Given request - Transcribe the floating-point precision thread below from "It's just a" up to and including "in all cases?".

Passage provided -
[start]

Sign in to follow this  
Tom Backton

Floating-Point Precision

Recommended Posts

It's just a little question related to the round-off errors that result from multiplication and division of floating-point variables. I tried a simple calculation (with a scientific calculator, not with a computer, but I don't think it matters. Right?) and the result of b*c/d wasn't same as b/d*c. The last digit was different by 1. For a=b*c/d , what I usually see in code examples is a=b*c/d; , not a=b/d*c;. In longer calculations too, usually division is the last operation to take place (for example, a=b*c*d/(e*f);). Is there a difference in the round-off error between multiplication and division? Is multiplication done first so that the effect of the error on the next calculation is smaller? In my C++ code, should I prefer placing the division after the multiplication of the average error is mathematically exactly the same in all cases?

Share this post


Link to post
Share on other sites
The ins and outs of maintaining floating point accuracy can actually get rather intricate. A full answer to your query would probably take many pages, unfortunately.

I rather liked the chapter in Christer Ericson's book "Real-Time Collision Detection" on the subject.

As to whether or not multiplication or division occurs first, that is simply down to operator precedence. In C++, multiplication has higher precedence than division.

[end]

Given records -

[start]

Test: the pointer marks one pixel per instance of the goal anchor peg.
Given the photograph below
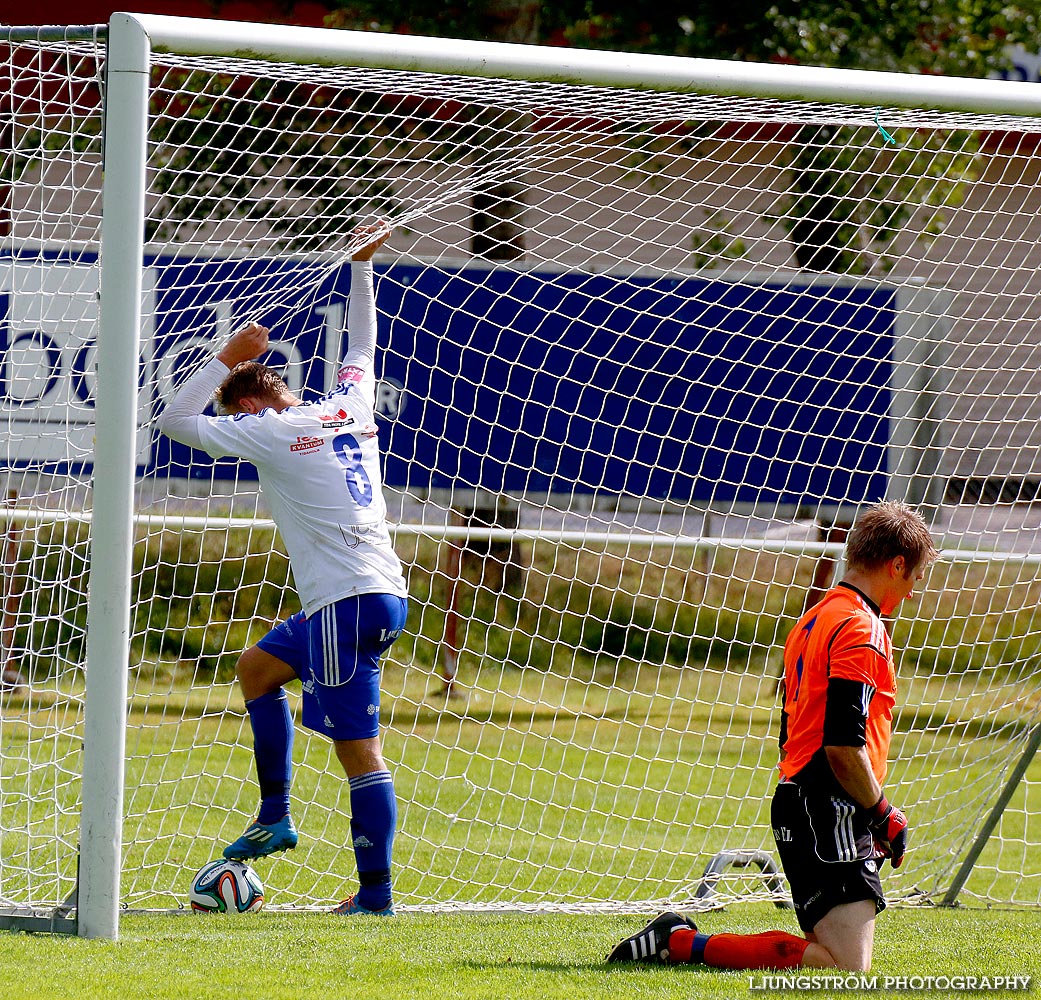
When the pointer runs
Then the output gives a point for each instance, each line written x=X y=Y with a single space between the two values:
x=740 y=859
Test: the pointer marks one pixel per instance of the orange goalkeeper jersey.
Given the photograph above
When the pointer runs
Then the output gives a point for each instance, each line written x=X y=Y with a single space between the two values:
x=841 y=636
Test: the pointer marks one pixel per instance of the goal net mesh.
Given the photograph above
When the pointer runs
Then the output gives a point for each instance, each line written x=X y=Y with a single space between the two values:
x=643 y=356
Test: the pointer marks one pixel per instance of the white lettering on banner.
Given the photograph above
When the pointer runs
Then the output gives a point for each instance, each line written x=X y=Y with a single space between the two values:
x=49 y=314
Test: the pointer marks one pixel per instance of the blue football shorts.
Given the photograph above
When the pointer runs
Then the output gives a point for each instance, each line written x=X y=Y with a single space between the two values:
x=336 y=654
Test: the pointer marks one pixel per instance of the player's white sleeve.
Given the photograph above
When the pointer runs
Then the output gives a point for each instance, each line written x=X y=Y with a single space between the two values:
x=245 y=435
x=182 y=417
x=360 y=354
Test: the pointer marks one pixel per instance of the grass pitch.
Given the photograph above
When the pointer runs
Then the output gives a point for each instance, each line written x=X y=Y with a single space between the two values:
x=271 y=956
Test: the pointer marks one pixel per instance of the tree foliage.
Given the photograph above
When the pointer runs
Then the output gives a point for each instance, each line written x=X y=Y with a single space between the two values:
x=830 y=224
x=959 y=37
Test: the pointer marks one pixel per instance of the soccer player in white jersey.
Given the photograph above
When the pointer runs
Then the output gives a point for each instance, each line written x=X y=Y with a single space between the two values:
x=319 y=469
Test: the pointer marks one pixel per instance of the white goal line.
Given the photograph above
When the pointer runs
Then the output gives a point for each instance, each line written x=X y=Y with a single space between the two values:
x=198 y=522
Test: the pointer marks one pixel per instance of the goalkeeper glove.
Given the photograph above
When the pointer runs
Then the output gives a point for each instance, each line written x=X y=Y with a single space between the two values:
x=889 y=826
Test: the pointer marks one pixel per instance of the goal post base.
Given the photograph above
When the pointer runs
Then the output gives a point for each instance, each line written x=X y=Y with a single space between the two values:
x=740 y=859
x=61 y=920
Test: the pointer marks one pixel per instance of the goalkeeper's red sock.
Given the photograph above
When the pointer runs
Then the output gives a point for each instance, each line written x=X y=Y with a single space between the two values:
x=775 y=949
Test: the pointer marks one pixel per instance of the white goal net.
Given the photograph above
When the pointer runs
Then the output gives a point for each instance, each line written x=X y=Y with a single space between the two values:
x=643 y=356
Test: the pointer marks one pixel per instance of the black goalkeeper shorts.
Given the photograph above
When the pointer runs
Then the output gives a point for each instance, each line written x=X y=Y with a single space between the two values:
x=827 y=851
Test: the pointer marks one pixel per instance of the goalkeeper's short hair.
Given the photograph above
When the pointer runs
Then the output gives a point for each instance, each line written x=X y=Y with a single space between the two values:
x=246 y=379
x=886 y=531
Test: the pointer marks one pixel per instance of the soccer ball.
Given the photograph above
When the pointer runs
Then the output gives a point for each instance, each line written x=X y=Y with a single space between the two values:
x=224 y=887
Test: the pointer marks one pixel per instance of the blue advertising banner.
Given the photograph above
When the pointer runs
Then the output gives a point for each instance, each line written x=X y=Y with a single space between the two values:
x=678 y=388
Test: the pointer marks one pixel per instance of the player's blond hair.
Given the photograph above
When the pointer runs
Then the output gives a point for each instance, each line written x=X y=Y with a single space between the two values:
x=886 y=531
x=249 y=379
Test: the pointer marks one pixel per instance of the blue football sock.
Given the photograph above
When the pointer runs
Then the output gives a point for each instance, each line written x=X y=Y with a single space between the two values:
x=374 y=818
x=272 y=724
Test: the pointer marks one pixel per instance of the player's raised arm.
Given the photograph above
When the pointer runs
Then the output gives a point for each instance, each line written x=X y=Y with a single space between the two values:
x=182 y=417
x=361 y=308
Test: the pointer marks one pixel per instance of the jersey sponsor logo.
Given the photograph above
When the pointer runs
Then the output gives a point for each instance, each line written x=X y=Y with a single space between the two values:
x=349 y=374
x=332 y=420
x=305 y=442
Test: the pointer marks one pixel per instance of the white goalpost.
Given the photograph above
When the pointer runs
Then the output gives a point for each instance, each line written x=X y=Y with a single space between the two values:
x=653 y=331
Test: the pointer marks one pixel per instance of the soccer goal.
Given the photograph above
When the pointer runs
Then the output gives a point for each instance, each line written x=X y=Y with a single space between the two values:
x=652 y=332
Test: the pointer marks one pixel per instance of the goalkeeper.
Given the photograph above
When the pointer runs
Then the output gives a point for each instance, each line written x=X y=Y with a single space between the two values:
x=832 y=821
x=319 y=468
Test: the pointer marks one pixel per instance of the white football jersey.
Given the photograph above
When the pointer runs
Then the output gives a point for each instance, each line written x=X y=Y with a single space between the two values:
x=319 y=466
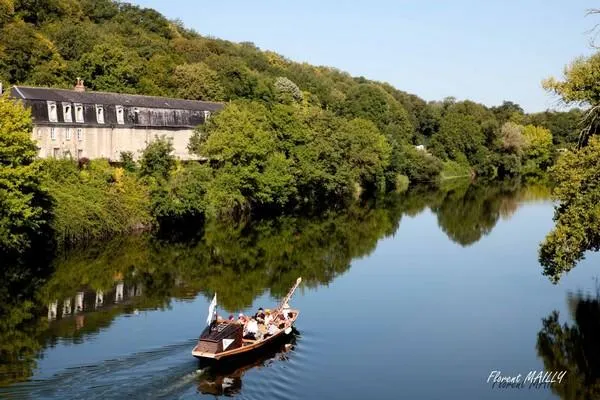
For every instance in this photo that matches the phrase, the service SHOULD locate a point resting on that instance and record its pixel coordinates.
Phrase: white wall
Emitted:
(106, 142)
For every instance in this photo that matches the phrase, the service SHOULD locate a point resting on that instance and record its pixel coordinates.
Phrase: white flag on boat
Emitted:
(211, 310)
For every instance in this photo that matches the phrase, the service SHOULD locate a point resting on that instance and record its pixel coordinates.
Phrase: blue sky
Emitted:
(486, 51)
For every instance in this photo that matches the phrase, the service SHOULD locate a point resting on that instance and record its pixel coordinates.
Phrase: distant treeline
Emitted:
(292, 137)
(120, 47)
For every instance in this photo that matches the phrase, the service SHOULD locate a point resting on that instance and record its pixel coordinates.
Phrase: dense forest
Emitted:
(292, 137)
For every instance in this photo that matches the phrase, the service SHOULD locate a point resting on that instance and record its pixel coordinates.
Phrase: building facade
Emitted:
(78, 123)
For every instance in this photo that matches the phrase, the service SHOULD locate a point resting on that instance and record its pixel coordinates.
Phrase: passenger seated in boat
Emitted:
(251, 329)
(242, 319)
(260, 315)
(271, 331)
(268, 317)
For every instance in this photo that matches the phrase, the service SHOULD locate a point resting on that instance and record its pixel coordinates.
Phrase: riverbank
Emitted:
(143, 274)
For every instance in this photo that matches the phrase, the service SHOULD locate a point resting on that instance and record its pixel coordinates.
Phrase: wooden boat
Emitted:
(223, 339)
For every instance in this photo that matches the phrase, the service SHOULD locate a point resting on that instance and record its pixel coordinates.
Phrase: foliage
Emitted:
(95, 202)
(458, 139)
(511, 136)
(287, 91)
(577, 217)
(538, 150)
(183, 198)
(157, 159)
(572, 348)
(127, 161)
(23, 202)
(419, 166)
(197, 82)
(580, 84)
(452, 169)
(278, 157)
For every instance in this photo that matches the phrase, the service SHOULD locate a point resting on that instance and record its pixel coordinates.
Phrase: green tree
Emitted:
(111, 67)
(538, 149)
(459, 138)
(23, 202)
(7, 9)
(197, 82)
(577, 223)
(157, 159)
(511, 137)
(287, 91)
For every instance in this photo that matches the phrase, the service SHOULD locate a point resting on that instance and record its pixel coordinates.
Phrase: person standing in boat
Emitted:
(260, 315)
(251, 330)
(271, 331)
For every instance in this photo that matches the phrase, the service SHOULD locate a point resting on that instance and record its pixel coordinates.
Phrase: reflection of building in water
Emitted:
(93, 300)
(99, 299)
(119, 292)
(79, 321)
(67, 307)
(53, 310)
(79, 302)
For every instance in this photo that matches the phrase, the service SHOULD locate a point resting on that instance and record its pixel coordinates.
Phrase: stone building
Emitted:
(77, 123)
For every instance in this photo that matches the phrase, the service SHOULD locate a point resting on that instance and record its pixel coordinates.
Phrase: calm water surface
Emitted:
(416, 297)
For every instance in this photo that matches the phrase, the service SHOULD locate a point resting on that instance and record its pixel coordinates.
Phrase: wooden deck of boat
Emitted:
(247, 344)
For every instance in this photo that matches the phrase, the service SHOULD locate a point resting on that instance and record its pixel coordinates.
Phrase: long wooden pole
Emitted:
(287, 298)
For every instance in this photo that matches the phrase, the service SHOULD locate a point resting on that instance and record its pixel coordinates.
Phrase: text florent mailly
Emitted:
(533, 379)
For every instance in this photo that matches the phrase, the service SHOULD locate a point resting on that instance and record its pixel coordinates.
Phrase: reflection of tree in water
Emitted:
(226, 379)
(467, 212)
(239, 261)
(575, 348)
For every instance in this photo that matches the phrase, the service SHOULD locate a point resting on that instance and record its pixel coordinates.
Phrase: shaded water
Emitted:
(417, 296)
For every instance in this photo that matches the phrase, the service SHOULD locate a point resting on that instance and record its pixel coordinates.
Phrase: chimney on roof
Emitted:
(79, 87)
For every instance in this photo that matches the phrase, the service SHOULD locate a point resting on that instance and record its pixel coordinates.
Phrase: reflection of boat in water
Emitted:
(225, 339)
(225, 378)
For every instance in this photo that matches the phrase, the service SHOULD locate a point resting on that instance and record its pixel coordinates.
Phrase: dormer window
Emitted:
(67, 115)
(78, 113)
(99, 114)
(120, 115)
(52, 114)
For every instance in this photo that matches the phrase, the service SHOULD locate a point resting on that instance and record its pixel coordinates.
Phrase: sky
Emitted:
(485, 51)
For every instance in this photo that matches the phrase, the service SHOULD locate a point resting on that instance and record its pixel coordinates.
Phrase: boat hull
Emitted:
(249, 348)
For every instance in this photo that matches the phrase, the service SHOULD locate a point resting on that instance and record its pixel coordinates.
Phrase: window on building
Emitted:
(79, 113)
(67, 115)
(120, 115)
(99, 114)
(52, 114)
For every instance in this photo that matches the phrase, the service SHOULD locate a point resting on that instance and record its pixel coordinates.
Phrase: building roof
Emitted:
(106, 98)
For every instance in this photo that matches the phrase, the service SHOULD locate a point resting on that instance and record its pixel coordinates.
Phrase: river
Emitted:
(419, 296)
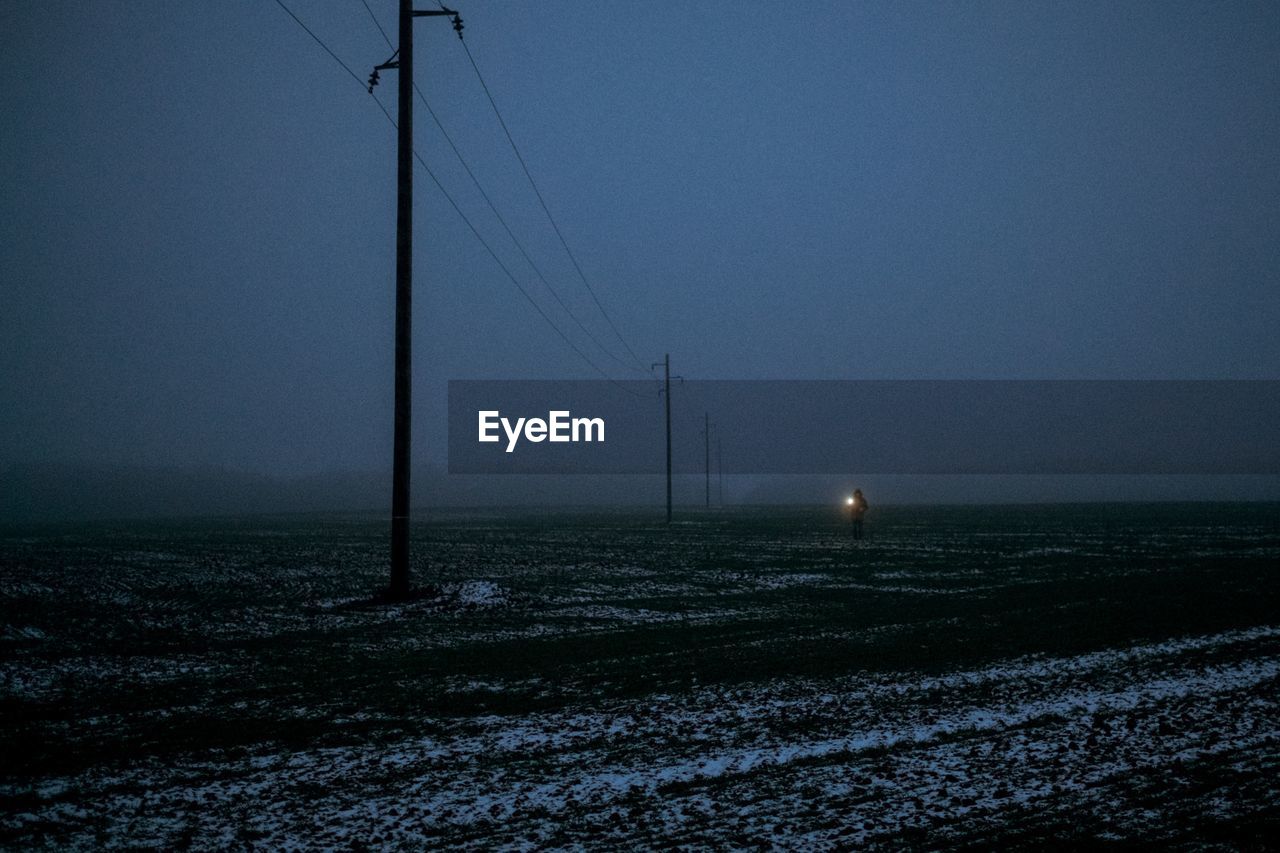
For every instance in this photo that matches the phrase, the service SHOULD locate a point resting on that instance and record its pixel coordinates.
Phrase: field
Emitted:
(965, 676)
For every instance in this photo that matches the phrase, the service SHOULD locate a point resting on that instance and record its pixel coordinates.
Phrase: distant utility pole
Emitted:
(707, 448)
(400, 584)
(666, 391)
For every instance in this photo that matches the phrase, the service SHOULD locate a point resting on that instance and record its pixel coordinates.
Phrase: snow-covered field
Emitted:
(972, 676)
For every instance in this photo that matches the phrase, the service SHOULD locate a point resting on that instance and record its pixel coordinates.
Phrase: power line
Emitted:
(457, 209)
(497, 214)
(543, 203)
(307, 30)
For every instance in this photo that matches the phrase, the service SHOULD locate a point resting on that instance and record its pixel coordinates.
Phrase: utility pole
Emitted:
(666, 391)
(707, 452)
(400, 582)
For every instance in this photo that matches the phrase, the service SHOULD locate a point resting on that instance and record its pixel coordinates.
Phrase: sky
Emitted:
(197, 228)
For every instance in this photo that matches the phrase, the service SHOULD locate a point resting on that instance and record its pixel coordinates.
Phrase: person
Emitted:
(858, 510)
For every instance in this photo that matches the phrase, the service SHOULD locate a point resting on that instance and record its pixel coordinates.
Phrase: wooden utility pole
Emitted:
(666, 392)
(400, 582)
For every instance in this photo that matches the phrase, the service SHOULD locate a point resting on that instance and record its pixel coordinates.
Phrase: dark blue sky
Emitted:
(197, 235)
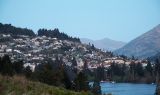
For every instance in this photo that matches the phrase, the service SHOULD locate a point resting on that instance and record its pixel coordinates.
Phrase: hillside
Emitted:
(106, 43)
(21, 86)
(144, 46)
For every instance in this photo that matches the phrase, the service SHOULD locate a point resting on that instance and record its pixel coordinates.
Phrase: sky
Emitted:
(121, 20)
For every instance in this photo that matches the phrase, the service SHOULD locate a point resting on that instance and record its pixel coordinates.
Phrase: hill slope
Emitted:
(106, 43)
(143, 46)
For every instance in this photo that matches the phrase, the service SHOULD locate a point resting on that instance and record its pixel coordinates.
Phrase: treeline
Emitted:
(54, 73)
(56, 34)
(9, 29)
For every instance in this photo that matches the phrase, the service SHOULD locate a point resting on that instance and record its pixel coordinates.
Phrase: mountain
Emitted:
(9, 29)
(146, 45)
(106, 43)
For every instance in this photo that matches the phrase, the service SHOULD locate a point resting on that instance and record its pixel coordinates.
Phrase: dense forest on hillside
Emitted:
(56, 34)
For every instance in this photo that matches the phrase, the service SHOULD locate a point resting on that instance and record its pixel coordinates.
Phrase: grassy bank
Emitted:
(18, 85)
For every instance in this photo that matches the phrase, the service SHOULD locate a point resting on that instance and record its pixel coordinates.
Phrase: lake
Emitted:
(128, 89)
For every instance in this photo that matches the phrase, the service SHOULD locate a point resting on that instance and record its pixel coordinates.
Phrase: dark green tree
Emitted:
(28, 72)
(6, 66)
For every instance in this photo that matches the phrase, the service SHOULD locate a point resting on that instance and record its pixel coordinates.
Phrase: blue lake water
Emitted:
(128, 89)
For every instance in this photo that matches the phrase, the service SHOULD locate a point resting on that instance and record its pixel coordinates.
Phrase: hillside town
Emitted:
(33, 50)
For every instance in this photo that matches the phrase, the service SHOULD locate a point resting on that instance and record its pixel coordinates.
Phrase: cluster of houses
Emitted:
(33, 50)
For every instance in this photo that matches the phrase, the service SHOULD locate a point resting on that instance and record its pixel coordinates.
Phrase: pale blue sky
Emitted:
(121, 20)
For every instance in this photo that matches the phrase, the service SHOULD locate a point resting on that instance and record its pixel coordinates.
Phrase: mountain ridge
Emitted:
(105, 43)
(146, 45)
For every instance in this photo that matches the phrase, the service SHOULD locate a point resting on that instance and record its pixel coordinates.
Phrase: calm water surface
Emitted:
(128, 89)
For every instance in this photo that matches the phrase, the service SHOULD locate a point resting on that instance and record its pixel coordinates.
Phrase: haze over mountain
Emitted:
(106, 43)
(144, 46)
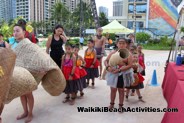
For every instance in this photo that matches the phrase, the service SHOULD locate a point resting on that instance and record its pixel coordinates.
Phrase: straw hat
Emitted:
(117, 57)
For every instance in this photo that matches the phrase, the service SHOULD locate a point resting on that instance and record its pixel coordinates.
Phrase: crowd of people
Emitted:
(79, 70)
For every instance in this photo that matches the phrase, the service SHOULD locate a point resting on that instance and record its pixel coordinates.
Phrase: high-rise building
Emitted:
(104, 10)
(47, 7)
(118, 8)
(123, 11)
(72, 4)
(6, 9)
(23, 9)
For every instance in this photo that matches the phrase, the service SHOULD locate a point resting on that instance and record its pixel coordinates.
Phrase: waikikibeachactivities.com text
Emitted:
(127, 109)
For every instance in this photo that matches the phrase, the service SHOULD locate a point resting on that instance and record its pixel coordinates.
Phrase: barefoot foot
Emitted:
(29, 119)
(24, 115)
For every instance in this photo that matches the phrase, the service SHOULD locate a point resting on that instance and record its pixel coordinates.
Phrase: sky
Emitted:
(105, 3)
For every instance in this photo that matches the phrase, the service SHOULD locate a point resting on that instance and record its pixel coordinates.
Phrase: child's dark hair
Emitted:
(91, 40)
(68, 45)
(77, 46)
(139, 45)
(1, 34)
(134, 47)
(21, 26)
(56, 27)
(128, 41)
(21, 22)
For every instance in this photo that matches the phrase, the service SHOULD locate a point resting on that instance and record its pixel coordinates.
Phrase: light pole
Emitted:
(134, 21)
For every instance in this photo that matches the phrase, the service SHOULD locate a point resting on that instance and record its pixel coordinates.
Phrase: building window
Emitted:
(139, 24)
(140, 8)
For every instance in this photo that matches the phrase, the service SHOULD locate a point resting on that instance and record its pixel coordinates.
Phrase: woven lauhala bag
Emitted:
(22, 82)
(35, 60)
(7, 62)
(54, 82)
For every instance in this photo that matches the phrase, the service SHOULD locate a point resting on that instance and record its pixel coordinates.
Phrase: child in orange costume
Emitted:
(91, 63)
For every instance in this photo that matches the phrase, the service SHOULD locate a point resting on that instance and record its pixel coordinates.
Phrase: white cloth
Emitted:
(128, 77)
(112, 79)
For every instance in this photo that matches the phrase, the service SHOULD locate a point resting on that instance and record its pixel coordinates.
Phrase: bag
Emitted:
(22, 82)
(31, 57)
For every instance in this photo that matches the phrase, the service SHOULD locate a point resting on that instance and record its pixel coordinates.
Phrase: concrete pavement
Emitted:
(50, 109)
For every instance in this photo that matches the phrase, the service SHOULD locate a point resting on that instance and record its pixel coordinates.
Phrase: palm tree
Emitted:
(87, 17)
(59, 13)
(103, 19)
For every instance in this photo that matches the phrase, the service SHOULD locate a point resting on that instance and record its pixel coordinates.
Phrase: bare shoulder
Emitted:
(50, 38)
(112, 52)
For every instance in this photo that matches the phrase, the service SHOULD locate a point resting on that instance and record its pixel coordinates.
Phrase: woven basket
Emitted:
(54, 82)
(35, 60)
(118, 57)
(22, 82)
(7, 62)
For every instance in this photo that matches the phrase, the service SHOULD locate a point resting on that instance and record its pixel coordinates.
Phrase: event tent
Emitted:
(116, 27)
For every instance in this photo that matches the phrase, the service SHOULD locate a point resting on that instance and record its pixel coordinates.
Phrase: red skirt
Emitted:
(82, 72)
(89, 62)
(141, 78)
(67, 71)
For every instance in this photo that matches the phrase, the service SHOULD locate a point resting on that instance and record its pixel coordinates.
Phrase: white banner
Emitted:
(180, 6)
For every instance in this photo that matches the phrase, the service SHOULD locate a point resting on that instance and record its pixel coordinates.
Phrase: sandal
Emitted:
(87, 84)
(67, 99)
(111, 106)
(140, 99)
(126, 96)
(133, 94)
(81, 94)
(93, 85)
(72, 102)
(120, 108)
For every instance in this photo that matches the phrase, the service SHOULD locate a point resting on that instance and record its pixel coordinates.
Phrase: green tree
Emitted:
(86, 15)
(103, 19)
(59, 13)
(142, 37)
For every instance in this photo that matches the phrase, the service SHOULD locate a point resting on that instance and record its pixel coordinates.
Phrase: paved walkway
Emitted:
(50, 109)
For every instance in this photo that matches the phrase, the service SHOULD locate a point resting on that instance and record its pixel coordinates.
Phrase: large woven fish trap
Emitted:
(7, 62)
(22, 82)
(36, 61)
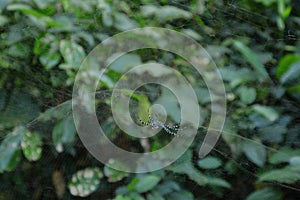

[end]

Task response -
It's just a little question related to the round-off errors that result from multiplication and division of floating-point variables. I tried a simple calculation (with a scientific calculator, not with a computer, but I don't think it matters. Right?) and the result of b*c/d wasn't same as b/d*c. The last digit was different by 1. For a=b*c/d , what I usually see in code examples is a=b*c/d; , not a=b/d*c;. In longer calculations too, usually division is the last operation to take place (for example, a=b*c*d/(e*f);). Is there a difference in the round-off error between multiplication and division? Is multiplication done first so that the effect of the error on the next calculation is smaller? In my C++ code, should I prefer placing the division after the multiplication of the average error is mathematically exactly the same in all cases?